- [Selected excerpt]
::::::::::

Welcome to Heavy Blog is Heavy’s feature, “The Anatomy Of.” Taken from the Between The Buried And Me album of the same name, in which the band pays tribute to artists/bands that they feel have most inspired their songwriting, “The Anatomy Of” allows us to hand off the metaphorical microphone to bands so they can talk about their influences. Read more entries from this series here.
We have (along with the rest of our niche of the community) been singing the praises of Astronoid for quite some time now. If you’ve never run into the name, imagine what would happen if you take a dream and then crash-landed it into a thrash metal concert. The guitars go fast, the drums blast away but the vocals are clean and soar high above the music. In composition as well there is a marked style, a bright, lazy, honey-slow drip that just pulls you right in. It’s like a hot, summer day when you were a child and the hours drew out in the long, dark tea time of the soul (as one Douglas Adams puts it) into a pastiche of nostalgia, fear, hope and dreams.

::::::::::

- [Given entries]

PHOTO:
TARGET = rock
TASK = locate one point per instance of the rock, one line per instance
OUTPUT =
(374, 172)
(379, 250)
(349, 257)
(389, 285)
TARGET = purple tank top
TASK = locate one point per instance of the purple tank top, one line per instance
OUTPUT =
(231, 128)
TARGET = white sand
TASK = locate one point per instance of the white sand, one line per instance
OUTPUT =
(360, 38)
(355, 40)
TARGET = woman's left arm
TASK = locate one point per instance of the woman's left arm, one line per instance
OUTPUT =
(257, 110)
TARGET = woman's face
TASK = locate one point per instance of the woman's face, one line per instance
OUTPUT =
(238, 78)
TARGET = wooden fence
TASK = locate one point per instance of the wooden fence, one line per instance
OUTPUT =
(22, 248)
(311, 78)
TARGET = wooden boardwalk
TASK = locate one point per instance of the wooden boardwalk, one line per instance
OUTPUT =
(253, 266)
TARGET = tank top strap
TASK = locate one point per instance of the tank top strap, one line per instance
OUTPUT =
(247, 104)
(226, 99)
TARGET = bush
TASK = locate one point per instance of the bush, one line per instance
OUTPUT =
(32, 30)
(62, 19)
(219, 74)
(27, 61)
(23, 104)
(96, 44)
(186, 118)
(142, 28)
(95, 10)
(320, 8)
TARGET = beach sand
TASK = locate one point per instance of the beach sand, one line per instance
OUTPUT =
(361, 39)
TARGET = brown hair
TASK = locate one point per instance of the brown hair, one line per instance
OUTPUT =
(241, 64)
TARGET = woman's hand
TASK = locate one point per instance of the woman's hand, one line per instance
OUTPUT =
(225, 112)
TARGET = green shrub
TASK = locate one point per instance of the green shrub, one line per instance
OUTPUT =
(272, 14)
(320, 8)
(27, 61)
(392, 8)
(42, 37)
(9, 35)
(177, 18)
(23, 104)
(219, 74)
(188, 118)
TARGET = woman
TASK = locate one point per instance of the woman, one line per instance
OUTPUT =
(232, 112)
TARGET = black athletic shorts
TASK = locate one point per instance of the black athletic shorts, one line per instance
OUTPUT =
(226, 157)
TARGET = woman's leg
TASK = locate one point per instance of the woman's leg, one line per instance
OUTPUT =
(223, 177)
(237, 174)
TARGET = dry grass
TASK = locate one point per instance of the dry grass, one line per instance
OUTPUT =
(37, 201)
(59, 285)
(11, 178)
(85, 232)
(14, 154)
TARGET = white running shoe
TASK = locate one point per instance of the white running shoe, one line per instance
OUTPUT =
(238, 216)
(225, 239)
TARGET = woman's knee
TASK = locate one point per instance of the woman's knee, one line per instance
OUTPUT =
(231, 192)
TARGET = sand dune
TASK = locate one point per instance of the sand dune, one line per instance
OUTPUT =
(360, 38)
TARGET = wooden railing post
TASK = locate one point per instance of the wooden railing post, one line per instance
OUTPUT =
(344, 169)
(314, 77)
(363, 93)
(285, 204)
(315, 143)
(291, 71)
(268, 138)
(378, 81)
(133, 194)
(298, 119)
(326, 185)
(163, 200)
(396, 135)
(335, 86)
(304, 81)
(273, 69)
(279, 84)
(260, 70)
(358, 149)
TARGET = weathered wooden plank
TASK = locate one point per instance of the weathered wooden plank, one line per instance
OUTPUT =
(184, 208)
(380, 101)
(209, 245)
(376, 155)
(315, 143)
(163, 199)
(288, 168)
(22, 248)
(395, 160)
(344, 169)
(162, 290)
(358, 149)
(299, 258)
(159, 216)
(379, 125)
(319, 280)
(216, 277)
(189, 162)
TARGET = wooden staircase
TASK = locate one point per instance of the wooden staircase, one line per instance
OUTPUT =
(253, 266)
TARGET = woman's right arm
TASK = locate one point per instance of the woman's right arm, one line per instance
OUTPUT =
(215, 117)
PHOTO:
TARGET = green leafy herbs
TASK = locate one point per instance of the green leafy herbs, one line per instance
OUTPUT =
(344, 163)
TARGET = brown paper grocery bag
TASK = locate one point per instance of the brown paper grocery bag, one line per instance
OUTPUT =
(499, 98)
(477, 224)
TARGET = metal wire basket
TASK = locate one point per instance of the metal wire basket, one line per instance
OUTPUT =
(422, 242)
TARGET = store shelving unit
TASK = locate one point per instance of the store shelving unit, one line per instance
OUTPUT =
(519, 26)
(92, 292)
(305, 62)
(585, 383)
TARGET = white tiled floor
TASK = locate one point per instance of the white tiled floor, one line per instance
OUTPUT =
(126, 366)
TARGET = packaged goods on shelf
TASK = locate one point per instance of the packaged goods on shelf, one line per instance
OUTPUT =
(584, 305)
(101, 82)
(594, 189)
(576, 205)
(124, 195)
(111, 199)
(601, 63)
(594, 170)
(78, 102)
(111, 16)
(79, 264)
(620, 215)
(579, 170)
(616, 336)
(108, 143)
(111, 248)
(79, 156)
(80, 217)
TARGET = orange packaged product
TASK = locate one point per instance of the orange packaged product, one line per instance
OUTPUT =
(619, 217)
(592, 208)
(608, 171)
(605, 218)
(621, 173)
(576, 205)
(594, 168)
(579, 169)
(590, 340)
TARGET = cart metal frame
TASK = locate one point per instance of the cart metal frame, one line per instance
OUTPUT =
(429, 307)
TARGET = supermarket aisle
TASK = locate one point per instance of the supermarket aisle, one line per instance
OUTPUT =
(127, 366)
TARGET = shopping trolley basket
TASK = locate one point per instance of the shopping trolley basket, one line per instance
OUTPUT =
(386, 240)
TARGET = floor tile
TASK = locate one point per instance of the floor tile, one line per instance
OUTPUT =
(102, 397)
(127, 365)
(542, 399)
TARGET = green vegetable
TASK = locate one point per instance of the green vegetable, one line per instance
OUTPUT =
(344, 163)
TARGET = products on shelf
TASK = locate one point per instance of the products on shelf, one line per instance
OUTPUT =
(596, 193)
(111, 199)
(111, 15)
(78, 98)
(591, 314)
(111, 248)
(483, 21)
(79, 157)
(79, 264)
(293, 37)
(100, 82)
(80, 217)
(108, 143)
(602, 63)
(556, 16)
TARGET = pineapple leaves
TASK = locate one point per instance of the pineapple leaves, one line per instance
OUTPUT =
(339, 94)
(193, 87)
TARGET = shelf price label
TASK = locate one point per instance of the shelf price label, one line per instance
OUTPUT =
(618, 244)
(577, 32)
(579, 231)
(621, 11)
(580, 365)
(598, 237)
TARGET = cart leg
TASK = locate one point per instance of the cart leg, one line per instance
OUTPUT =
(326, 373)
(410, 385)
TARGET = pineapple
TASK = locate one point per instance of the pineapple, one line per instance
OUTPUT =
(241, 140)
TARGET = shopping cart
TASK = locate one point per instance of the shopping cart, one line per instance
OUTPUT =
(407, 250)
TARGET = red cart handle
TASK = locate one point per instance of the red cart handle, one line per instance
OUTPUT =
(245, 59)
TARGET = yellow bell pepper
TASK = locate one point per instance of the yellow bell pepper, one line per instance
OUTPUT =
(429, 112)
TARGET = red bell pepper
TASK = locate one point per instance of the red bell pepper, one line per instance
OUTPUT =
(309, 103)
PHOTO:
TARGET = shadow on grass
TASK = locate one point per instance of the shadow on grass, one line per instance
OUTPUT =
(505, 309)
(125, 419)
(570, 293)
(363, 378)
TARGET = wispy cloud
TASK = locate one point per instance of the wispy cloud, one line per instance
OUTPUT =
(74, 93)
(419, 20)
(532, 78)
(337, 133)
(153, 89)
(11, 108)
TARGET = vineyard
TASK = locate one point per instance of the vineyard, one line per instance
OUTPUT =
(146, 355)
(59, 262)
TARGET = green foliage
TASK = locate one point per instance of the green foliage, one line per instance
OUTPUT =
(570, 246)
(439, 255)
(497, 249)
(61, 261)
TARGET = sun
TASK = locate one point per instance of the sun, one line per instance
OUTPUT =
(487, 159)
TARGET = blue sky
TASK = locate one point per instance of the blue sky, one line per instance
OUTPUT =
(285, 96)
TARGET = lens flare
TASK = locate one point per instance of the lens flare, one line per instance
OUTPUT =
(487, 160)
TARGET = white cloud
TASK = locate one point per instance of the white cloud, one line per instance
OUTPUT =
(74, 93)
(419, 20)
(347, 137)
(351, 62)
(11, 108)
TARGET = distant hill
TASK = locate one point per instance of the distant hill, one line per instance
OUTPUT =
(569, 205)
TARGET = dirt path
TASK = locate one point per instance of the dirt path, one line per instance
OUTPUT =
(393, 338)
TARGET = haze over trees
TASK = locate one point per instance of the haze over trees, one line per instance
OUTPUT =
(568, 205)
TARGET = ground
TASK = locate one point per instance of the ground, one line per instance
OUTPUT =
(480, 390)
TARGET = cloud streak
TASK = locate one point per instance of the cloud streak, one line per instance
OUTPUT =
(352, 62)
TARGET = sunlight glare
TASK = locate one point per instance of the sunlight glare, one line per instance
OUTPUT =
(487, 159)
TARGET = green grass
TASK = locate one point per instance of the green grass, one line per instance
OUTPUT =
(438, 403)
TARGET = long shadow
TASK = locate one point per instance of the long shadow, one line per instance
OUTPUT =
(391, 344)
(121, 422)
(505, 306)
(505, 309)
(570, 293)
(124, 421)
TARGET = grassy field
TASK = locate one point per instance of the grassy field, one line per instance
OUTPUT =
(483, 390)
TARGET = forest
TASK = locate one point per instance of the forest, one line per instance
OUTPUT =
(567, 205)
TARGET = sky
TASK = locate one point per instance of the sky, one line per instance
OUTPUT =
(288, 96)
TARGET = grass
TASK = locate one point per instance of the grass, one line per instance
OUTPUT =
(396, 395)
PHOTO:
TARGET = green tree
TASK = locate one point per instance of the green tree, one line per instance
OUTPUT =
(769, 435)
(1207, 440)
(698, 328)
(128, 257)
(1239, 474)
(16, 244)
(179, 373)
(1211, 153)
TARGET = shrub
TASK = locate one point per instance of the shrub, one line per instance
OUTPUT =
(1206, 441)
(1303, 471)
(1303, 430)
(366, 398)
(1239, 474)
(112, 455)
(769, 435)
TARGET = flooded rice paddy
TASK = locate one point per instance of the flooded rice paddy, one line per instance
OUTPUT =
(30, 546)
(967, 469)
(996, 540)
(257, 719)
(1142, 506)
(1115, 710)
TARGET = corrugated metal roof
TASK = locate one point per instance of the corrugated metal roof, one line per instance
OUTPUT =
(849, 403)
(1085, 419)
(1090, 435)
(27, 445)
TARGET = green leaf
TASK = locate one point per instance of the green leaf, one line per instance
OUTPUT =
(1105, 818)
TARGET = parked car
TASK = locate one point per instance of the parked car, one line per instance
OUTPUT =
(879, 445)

::::::::::

- [Exercise set]
1. Summarize the Astronoid introduction above in two sentences.
2. Reproduce the Astronoid introduction above from "Welcome to Heavy" to "this series here.".

- [Written answers]
1. "The Anatomy Of" is a Heavy Blog is Heavy feature, named after a Between The Buried And Me album, that lets bands talk about their influences. The blog has long praised Astronoid, whose fast guitars and blasting drums are paired with clean, soaring vocals and a bright, slow, honey-like style of composition.

2.
Welcome to Heavy Blog is Heavy’s feature, “The Anatomy Of.” Taken from the Between The Buried And Me album of the same name, in which the band pays tribute to artists/bands that they feel have most inspired their songwriting, “The Anatomy Of” allows us to hand off the metaphorical microphone to bands so they can talk about their influences. Read more entries from this series here.